*YOUR GOAL:* This calls for a word-for-word copy of all the data, with each picture removed.

───── RECORDS PROVIDED ─────

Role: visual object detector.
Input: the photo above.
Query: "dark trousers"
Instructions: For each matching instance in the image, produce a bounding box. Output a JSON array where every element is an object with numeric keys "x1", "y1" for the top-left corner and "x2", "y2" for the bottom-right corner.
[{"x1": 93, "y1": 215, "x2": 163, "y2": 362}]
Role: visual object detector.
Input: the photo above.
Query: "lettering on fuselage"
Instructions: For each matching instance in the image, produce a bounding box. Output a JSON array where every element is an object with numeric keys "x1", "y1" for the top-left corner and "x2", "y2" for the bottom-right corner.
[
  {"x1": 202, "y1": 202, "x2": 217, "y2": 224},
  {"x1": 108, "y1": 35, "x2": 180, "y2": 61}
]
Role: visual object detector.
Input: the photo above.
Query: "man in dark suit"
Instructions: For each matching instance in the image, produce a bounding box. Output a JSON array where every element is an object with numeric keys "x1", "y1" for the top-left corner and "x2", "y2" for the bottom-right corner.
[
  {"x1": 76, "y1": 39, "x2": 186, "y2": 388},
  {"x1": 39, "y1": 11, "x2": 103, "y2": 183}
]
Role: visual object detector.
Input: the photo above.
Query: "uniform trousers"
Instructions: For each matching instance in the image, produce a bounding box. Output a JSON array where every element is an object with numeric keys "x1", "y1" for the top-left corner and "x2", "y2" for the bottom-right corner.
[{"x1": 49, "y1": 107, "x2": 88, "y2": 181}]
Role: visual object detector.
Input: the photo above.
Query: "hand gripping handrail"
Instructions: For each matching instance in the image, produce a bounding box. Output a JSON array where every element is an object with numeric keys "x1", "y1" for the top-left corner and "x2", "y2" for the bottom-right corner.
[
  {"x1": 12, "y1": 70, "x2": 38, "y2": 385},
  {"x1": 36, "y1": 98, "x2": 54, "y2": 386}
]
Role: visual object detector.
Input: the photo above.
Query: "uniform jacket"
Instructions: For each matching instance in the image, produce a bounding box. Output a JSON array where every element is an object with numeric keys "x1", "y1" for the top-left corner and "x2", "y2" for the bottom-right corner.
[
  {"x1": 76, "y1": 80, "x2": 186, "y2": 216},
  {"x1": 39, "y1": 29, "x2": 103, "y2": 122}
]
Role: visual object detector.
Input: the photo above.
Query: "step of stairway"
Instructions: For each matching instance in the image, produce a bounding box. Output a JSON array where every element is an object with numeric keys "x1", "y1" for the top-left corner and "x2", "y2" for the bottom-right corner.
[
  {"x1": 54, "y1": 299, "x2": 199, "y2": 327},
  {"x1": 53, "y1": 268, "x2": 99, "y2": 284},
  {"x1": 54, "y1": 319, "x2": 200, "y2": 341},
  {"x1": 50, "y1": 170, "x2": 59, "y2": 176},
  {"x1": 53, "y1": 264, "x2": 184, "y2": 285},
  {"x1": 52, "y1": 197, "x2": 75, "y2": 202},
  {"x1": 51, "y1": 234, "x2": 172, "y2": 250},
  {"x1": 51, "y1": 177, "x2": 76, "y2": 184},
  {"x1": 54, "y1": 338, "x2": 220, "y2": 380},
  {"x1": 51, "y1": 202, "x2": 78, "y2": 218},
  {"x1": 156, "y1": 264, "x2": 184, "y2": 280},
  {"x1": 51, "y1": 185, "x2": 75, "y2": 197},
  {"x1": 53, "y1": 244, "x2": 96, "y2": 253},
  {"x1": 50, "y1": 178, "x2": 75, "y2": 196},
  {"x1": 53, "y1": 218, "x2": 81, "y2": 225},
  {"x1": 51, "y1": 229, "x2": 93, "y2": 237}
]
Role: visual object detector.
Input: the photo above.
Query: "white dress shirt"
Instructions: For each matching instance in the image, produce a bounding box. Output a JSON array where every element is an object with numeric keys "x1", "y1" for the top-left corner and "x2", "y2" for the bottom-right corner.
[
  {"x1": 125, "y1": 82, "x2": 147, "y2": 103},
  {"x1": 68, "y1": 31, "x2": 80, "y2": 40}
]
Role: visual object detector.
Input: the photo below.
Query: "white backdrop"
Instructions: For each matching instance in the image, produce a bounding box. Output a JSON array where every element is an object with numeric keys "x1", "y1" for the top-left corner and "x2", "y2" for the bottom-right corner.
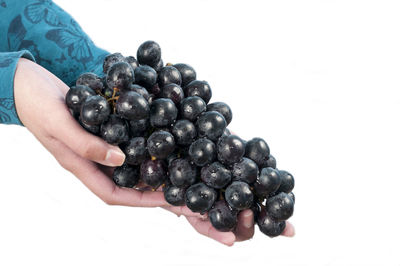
[{"x1": 1, "y1": 0, "x2": 400, "y2": 265}]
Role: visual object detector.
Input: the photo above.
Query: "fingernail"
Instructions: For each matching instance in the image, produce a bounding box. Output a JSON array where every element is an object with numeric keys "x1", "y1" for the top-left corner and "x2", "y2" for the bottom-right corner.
[
  {"x1": 244, "y1": 212, "x2": 253, "y2": 228},
  {"x1": 105, "y1": 148, "x2": 125, "y2": 166}
]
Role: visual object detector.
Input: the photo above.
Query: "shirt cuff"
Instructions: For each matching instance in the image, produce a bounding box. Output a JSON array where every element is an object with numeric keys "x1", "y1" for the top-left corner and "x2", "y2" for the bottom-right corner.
[{"x1": 0, "y1": 50, "x2": 35, "y2": 126}]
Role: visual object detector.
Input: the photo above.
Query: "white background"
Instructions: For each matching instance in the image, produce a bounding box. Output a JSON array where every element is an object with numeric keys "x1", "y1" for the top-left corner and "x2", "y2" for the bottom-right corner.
[{"x1": 1, "y1": 0, "x2": 400, "y2": 265}]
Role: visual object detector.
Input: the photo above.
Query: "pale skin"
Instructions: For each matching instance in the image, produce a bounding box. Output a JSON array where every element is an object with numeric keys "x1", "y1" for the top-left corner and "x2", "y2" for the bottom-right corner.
[{"x1": 13, "y1": 58, "x2": 295, "y2": 246}]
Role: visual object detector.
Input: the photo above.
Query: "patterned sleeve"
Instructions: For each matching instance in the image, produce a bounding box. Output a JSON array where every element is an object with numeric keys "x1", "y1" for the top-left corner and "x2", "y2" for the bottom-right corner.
[{"x1": 0, "y1": 0, "x2": 109, "y2": 125}]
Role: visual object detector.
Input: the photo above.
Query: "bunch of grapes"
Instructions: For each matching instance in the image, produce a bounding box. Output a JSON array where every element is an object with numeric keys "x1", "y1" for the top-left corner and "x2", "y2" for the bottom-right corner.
[{"x1": 65, "y1": 41, "x2": 295, "y2": 237}]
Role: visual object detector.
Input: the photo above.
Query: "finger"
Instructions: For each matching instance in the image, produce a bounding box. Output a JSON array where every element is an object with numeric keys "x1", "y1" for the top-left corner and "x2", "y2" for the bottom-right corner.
[
  {"x1": 282, "y1": 221, "x2": 295, "y2": 237},
  {"x1": 186, "y1": 216, "x2": 236, "y2": 246},
  {"x1": 46, "y1": 101, "x2": 125, "y2": 167},
  {"x1": 162, "y1": 206, "x2": 207, "y2": 218},
  {"x1": 235, "y1": 209, "x2": 255, "y2": 241},
  {"x1": 43, "y1": 136, "x2": 169, "y2": 207}
]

─────

*RESPONSE FOR THIS EXERCISE:*
Role: visual object detector.
Input: the photo above.
Query: "dark trousers"
Instructions: For each matching instance in the image, produce a bounding box. Output a JSON array where every element is an object with numeric keys "x1", "y1" for the top-left corner and "x2", "y2" for the bottom-right corner.
[{"x1": 93, "y1": 215, "x2": 163, "y2": 362}]
Role: visual object detector.
Input: the photo above.
Query: "lettering on fuselage"
Instructions: For each matching instance in the image, produce a bounding box. Output a JSON array where every element is an object with numeric keys "x1", "y1" for the top-left corner and "x2", "y2" for the bottom-right corner.
[
  {"x1": 202, "y1": 202, "x2": 217, "y2": 224},
  {"x1": 108, "y1": 35, "x2": 180, "y2": 61}
]
Role: visual object detector.
Input: the photo above.
Query: "man in dark suit"
Instructions: For each matching instance in the image, produce a bounding box. Output a JSON array where every element is an object with numeric keys "x1", "y1" for the top-left corner and "x2", "y2" for the bottom-right corner.
[
  {"x1": 76, "y1": 39, "x2": 186, "y2": 388},
  {"x1": 39, "y1": 11, "x2": 103, "y2": 183}
]
Role: visual object detector.
Input: the photo above.
Query: "uniform trousers"
Instructions: For each matching instance in the image, produce a bounding box. Output a JSON array where every element is an object with numeric keys "x1", "y1" for the top-left corner and "x2", "y2" for the bottom-right corner.
[{"x1": 49, "y1": 107, "x2": 88, "y2": 181}]
Role: visual object detector.
Input: the photo above.
Query: "hand gripping handrail"
Instructions: For each matching instance in the image, produce a bounding box. Output a JSON array where every element is an object with numeric keys "x1", "y1" for the top-left corner and "x2", "y2" for the bottom-right corner.
[
  {"x1": 12, "y1": 70, "x2": 38, "y2": 385},
  {"x1": 36, "y1": 98, "x2": 54, "y2": 386}
]
Role: visual object detector.
Input: the photo above.
Query: "uniform jacket"
Instructions: For each matching instance in the image, produce a bounding box. Output a JSON array where every element is an object with numeric keys "x1", "y1" for the top-left corner and "x2", "y2" for the bottom-right corner.
[
  {"x1": 76, "y1": 80, "x2": 186, "y2": 216},
  {"x1": 39, "y1": 29, "x2": 103, "y2": 122}
]
Role: visual object detector.
Input: the photo above.
Query: "step of stairway"
Instructions: For each matching instance in the image, produce a bounding box. Output a JSON array where every element is an object with numeric keys "x1", "y1" for the top-left corner and "x2", "y2" for the bottom-right corner.
[
  {"x1": 54, "y1": 299, "x2": 199, "y2": 327},
  {"x1": 53, "y1": 268, "x2": 99, "y2": 284},
  {"x1": 54, "y1": 319, "x2": 200, "y2": 341},
  {"x1": 50, "y1": 170, "x2": 59, "y2": 176},
  {"x1": 53, "y1": 264, "x2": 184, "y2": 285},
  {"x1": 52, "y1": 197, "x2": 75, "y2": 202},
  {"x1": 51, "y1": 234, "x2": 172, "y2": 250},
  {"x1": 51, "y1": 177, "x2": 76, "y2": 184},
  {"x1": 54, "y1": 338, "x2": 220, "y2": 380},
  {"x1": 51, "y1": 202, "x2": 78, "y2": 218},
  {"x1": 156, "y1": 264, "x2": 184, "y2": 280},
  {"x1": 51, "y1": 185, "x2": 75, "y2": 197},
  {"x1": 53, "y1": 244, "x2": 96, "y2": 253},
  {"x1": 50, "y1": 178, "x2": 75, "y2": 196},
  {"x1": 53, "y1": 218, "x2": 81, "y2": 225},
  {"x1": 51, "y1": 229, "x2": 93, "y2": 237}
]
Role: visual object detector.
Input: the photo above.
Query: "white dress shirt"
Instructions: For each matching instance in the image, produce a bounding box. Output a JSON array where every element is an object with numeric keys "x1", "y1" for the top-left corner and "x2", "y2" for the bottom-right corner.
[
  {"x1": 125, "y1": 82, "x2": 147, "y2": 103},
  {"x1": 68, "y1": 31, "x2": 80, "y2": 40}
]
Role: visual object detector.
Input: the photo below.
Query: "white backdrop"
Instructions: For each matching instance in the image, produce a bounding box. Output a JSON array where every element is an object with numeric keys "x1", "y1" for the top-left corner and "x2", "y2" for the bottom-right corner.
[{"x1": 1, "y1": 0, "x2": 400, "y2": 265}]
Role: visual object detector.
Input: the photo above.
Query: "fingernail"
Instructions: For each matching instance in the image, produce a bounding box. Output a JSON array where every element is an object with numeric keys "x1", "y1" for the top-left corner and "x2", "y2" for the bottom-right corner.
[
  {"x1": 244, "y1": 212, "x2": 253, "y2": 228},
  {"x1": 105, "y1": 148, "x2": 125, "y2": 166}
]
Role: visual object detector.
Input: the photo above.
Query: "shirt cuff"
Instructions: For each matching instance in the image, produce a bounding box. Output a JSON array where every element is an object with numeric keys "x1", "y1" for the top-left corner and "x2", "y2" for the bottom-right corner.
[{"x1": 0, "y1": 50, "x2": 35, "y2": 126}]
Role: visual object detector.
Input: the photo above.
Query: "white background"
Instructions: For each matching instance in the image, produce a bounding box. Output a JSON array where every element is an object with numeric keys "x1", "y1" for the top-left corner and "x2", "y2" for the bottom-right corner.
[{"x1": 1, "y1": 0, "x2": 400, "y2": 265}]
Role: visual object detector.
Input: the photo above.
Query: "pale skin"
Instructions: For each matching instance in the image, produce a bounding box. Output a JSON array where every element is an object with numeric keys "x1", "y1" for the top-left corner and "x2", "y2" for the bottom-right corner.
[{"x1": 13, "y1": 58, "x2": 295, "y2": 246}]
Role: visual object detector.
Input: the photo above.
Query: "patterned sleeve"
Instructions: For each matching instance in the image, produce a bounding box. Output a JSON array where every element is an object with numeric keys "x1", "y1" for the top-left corner and "x2", "y2" for the bottom-right corner.
[{"x1": 0, "y1": 0, "x2": 109, "y2": 125}]
Role: visual object detector.
Input: the photo above.
Query: "bunch of grapes"
Instructions: For each matching instance in the image, produce a bounding box. Output a JSON array where every element is an object with numeric keys "x1", "y1" for the top-left corner and "x2", "y2" for the bottom-right corner.
[{"x1": 65, "y1": 41, "x2": 295, "y2": 237}]
Role: visual object detector.
Input: the photo above.
Query: "finger"
Instructions: For each matching instance in the image, produce a bounding box. Output a JSON array where every element is an object with numeric keys "x1", "y1" for the top-left corner and "x2", "y2" for the bottom-right corner.
[
  {"x1": 282, "y1": 221, "x2": 295, "y2": 237},
  {"x1": 186, "y1": 216, "x2": 236, "y2": 246},
  {"x1": 46, "y1": 101, "x2": 125, "y2": 167},
  {"x1": 162, "y1": 206, "x2": 207, "y2": 218},
  {"x1": 235, "y1": 209, "x2": 255, "y2": 241},
  {"x1": 43, "y1": 136, "x2": 169, "y2": 207}
]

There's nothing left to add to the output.